DESCRIÇÃO DO EXERCÍCIO
Formate como lista numerada o trecho da listagem que vai do início até a linha que contém "672 520 L 665", com ambas as extremidades incluídas, deixando de fora as linhas em branco.

=== REGISTROS FORNECIDOS ===

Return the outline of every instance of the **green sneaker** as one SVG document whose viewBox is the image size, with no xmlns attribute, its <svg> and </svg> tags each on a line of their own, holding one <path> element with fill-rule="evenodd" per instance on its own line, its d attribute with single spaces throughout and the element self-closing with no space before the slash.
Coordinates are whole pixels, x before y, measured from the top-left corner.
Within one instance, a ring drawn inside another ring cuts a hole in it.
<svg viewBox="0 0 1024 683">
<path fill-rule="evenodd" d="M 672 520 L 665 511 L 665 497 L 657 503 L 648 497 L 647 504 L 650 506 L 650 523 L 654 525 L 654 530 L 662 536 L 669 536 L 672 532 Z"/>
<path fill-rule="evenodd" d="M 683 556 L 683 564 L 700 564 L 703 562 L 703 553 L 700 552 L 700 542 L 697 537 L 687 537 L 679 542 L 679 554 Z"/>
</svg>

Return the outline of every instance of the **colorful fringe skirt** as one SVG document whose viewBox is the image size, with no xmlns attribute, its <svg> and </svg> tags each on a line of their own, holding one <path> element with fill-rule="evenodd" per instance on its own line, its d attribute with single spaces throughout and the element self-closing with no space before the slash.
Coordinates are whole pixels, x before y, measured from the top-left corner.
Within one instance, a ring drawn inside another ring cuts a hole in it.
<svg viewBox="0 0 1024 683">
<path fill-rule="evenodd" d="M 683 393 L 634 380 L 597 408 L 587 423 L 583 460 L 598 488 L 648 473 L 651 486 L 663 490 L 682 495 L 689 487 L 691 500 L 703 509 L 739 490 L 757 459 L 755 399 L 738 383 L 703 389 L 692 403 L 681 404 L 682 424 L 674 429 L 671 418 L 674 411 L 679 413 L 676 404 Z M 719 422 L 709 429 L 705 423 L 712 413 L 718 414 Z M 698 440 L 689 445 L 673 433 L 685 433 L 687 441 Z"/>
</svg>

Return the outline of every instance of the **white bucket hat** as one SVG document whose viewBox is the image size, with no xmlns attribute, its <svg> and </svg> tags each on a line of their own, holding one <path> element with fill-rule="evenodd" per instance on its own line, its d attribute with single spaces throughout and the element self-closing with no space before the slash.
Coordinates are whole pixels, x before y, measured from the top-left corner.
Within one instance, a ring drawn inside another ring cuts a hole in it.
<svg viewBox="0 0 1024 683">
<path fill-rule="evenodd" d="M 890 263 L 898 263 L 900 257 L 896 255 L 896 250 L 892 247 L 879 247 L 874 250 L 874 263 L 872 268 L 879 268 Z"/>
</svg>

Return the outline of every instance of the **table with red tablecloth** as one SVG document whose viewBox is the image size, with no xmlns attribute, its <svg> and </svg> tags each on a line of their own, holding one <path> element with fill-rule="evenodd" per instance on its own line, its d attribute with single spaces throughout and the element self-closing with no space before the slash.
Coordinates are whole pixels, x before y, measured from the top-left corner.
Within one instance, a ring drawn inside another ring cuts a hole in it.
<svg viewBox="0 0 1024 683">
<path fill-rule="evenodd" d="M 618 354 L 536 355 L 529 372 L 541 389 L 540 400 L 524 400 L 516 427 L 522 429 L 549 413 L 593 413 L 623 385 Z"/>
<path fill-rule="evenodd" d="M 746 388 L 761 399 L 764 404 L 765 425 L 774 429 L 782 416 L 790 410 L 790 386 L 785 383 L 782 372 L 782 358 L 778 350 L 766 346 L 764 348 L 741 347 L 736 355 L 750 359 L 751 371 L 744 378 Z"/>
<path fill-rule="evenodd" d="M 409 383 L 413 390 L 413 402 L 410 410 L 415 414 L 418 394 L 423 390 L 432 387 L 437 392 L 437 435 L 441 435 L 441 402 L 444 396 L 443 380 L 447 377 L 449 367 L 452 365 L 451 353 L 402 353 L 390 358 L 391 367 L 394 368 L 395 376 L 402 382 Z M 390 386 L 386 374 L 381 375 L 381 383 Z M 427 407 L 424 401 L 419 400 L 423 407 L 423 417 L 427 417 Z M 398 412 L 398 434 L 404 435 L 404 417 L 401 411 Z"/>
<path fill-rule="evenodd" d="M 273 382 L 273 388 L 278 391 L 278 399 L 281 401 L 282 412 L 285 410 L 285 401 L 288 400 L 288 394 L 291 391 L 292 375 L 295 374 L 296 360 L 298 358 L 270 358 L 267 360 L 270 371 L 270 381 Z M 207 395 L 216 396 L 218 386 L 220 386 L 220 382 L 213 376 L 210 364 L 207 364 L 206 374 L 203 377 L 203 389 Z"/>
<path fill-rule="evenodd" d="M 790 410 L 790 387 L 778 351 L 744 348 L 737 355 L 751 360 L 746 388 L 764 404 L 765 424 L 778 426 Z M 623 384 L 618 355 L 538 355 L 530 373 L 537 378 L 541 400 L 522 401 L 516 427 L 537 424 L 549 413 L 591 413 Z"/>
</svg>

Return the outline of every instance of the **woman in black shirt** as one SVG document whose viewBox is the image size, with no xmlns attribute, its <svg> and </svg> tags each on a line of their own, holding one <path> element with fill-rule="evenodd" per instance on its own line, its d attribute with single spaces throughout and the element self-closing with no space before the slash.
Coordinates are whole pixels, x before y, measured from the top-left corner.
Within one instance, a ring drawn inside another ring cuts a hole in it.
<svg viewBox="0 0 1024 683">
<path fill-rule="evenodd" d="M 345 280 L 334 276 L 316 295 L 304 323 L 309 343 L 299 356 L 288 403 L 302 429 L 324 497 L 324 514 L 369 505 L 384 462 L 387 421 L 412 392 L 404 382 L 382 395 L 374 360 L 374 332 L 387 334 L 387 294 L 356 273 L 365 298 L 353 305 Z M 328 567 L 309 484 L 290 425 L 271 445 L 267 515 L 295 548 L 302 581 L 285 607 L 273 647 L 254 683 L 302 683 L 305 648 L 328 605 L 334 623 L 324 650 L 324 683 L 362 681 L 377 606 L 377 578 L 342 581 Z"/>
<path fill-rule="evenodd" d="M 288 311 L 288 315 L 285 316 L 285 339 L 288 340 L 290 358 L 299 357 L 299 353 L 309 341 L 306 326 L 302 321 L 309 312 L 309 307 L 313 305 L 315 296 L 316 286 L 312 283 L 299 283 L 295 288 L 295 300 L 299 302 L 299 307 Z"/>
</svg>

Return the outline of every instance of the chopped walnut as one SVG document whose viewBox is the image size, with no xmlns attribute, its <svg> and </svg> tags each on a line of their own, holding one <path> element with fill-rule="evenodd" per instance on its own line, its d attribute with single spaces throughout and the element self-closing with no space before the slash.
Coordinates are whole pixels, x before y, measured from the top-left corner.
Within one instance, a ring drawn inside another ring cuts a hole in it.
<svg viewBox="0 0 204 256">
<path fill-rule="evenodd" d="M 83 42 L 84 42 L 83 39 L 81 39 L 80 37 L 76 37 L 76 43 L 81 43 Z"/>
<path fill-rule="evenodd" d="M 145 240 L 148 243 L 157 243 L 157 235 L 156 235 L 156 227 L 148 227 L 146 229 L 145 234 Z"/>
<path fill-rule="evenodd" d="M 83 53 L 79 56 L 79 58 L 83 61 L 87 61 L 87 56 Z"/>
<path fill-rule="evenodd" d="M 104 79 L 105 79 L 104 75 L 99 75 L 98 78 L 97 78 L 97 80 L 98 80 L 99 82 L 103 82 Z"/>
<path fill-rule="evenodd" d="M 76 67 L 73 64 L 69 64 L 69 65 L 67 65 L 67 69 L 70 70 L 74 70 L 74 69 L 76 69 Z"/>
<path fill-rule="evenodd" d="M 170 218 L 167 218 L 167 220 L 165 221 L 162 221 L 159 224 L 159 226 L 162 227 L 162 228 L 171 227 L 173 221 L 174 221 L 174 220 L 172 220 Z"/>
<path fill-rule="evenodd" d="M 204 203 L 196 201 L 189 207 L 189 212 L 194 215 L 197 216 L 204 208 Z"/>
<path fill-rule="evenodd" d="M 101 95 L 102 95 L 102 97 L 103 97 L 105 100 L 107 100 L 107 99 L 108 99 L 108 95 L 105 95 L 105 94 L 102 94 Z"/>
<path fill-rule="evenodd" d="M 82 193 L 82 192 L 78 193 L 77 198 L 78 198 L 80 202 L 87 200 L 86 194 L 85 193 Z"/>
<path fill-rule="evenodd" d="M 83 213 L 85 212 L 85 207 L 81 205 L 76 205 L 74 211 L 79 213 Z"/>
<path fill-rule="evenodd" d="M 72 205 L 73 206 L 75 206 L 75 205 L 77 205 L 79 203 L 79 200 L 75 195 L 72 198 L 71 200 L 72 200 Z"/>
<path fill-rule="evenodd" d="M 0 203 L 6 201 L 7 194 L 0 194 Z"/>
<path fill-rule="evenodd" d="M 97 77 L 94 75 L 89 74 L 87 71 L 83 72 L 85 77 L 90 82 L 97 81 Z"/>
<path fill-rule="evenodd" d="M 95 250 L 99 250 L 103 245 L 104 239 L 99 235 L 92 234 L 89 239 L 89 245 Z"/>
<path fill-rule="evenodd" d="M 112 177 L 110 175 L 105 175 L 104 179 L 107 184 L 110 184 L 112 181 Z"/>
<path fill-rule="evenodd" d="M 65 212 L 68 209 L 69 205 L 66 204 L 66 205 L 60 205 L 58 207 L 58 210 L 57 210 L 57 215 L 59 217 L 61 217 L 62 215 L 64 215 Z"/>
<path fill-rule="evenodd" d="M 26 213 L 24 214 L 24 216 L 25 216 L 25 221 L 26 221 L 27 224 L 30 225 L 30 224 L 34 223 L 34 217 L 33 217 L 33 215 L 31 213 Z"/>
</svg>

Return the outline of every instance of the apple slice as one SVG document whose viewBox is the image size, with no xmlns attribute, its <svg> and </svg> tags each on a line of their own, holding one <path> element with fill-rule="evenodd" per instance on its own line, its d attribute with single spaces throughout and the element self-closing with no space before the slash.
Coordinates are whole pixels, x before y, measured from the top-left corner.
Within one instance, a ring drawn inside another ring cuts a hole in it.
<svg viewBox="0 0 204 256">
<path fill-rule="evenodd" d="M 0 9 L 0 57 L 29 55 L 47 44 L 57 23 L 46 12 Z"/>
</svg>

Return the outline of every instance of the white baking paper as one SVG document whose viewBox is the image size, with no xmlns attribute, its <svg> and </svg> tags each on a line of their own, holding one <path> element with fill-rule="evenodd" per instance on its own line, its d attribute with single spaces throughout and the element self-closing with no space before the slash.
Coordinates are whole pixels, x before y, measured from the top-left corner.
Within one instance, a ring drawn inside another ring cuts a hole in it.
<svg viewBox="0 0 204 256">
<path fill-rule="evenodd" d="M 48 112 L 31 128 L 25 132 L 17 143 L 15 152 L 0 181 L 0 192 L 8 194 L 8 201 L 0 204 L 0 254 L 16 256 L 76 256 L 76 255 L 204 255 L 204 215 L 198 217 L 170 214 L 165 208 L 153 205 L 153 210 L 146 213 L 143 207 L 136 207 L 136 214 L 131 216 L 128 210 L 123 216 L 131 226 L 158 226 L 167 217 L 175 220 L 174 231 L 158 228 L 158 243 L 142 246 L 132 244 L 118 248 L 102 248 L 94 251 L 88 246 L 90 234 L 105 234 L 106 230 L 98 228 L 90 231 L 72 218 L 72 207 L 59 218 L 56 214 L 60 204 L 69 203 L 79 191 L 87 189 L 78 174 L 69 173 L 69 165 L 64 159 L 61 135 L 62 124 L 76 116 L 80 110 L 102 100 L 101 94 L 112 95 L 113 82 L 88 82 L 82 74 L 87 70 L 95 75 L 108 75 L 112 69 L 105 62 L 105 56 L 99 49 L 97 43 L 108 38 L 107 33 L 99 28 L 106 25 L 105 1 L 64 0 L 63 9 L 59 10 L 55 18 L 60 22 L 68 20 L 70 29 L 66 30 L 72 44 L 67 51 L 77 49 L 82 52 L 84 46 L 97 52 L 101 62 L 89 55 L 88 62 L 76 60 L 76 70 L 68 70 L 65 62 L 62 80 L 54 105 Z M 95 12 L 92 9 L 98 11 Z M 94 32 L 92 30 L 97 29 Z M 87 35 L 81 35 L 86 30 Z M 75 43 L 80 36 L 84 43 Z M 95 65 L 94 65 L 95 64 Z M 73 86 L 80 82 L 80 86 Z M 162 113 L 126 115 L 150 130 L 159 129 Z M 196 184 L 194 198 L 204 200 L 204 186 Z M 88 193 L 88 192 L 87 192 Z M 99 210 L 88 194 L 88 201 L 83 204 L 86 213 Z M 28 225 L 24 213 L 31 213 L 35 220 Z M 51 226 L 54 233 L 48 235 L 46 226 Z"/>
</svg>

===

A RESPOSTA
1. Return the outline of every instance of the **green sneaker** as one SVG document whose viewBox is the image size, with no xmlns attribute, its <svg> and </svg> tags each on a line of their own, holding one <path> element with fill-rule="evenodd" per instance on its own line, its d attribute with single spaces throughout and the element self-closing with no space before the slash.
2. Coordinates are whole pixels, x before y, measured from the top-left corner.
3. Within one instance, a ring drawn inside another ring cuts a hole in it.
4. <svg viewBox="0 0 1024 683">
5. <path fill-rule="evenodd" d="M 672 520 L 665 511 L 665 497 L 657 503 L 648 497 L 647 504 L 650 506 L 650 523 L 654 525 L 654 530 L 662 536 L 669 536 L 672 532 Z"/>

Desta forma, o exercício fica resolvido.